The red lionfish is a beautiful animal to display in a home aquarium, and although they are found here, they are not native to the waters off North Carolina.
Native to the Indo-Pacific Ocean, they are believed to have been introduced first off the coast of Florida in the mid-1990s and are now found throughout the entire Gulf of Mexico, Caribbean Sea and the southwestern Atlantic Ocean, with breeding populations as far north as North Carolina and juveniles showing up in the thousands every year off the coasts of New York and southern New England.
It’s because of invasive species like the lionfish first documented in the Tar Heel State back in 2001 that many in North Carolina observe National Invasive Species Awareness Week, Feb. 28-March 4, as declared by the nonprofit North American Invasive Species Management Association.
“One of the most critical messages of National Invasive Species Awareness Week is that awareness of what invasive species are is not enough,” said Belle Bergner, executive director of the North American Invasive Species Management Association. “Everyone has a role to play in taking action to prevent the devastating impacts of invasive species, and it’s easy. Just don’t dump unwanted aquatic or other pets or plants and clean boots, boats, or other recreational gear before entering and leaving a trail or water body.”
She described the invasive red lionfish as a perfect example of how careless dumping of unwanted aquatic pets can devastate oceanic food webs and other ecosystem dynamics and create “a management nightmare.”
Red lionfish are easy to identify. Basketball-sized, red to brown in color with reddish stripes and similarly colored feather-like fins all around its body, it is the only fish in the Atlantic with these identification traits.
Their popularity in the aquarium trade is believed to have led to their invasion of U.S. coastal waters. But there is debate as to whether the first releases were in Florida or North Carolina waters, said North Carolina Division of Marine Fisheries Invasive Species Biologist Janelle Johnson.
Fierce predators that consume a variety of prey items, lionfish have no known natural predators outside of their native range.
“Additionally, lionfish are able to reproduce quickly. These characteristics have allowed lionfish to become highly invasive throughout the coastal waters of the southeastern United States,” Johnson said.
North Carolina does not have a management plan in place for lionfish, nor are there mitigation strategies in place at the state level. “However, targeting of lionfish is highly encouraged. Lionfish have a flaky white meat that many find delicious. Lionfish can be targeted while spearfishing or bottom fishing on shipwrecks or reefs. Additionally, some dive operations offer trips specifically targeting invasive lionfish,” Johnson said.
In the Atlantic, red lionfish behave differently than in their native Pacific. Normally known to be shadowy and secretive, lionfish – free of their natural Pacific predators – become voracious predators in the Atlantic and are responsible for massive reef fish kills, devastating economically important fish including grouper and snapper.

**Material shown:**

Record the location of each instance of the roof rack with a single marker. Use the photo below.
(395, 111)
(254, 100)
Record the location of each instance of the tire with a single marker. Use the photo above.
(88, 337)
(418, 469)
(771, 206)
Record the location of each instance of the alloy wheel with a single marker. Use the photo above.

**How to complete this task:**
Reproduce the passage of the lionfish article from "North Carolina does" up to and including "grouper and snapper.".

**Task response:**
North Carolina does not have a management plan in place for lionfish, nor are there mitigation strategies in place at the state level. “However, targeting of lionfish is highly encouraged. Lionfish have a flaky white meat that many find delicious. Lionfish can be targeted while spearfishing or bottom fishing on shipwrecks or reefs. Additionally, some dive operations offer trips specifically targeting invasive lionfish,” Johnson said.
In the Atlantic, red lionfish behave differently than in their native Pacific. Normally known to be shadowy and secretive, lionfish – free of their natural Pacific predators – become voracious predators in the Atlantic and are responsible for massive reef fish kills, devastating economically important fish including grouper and snapper.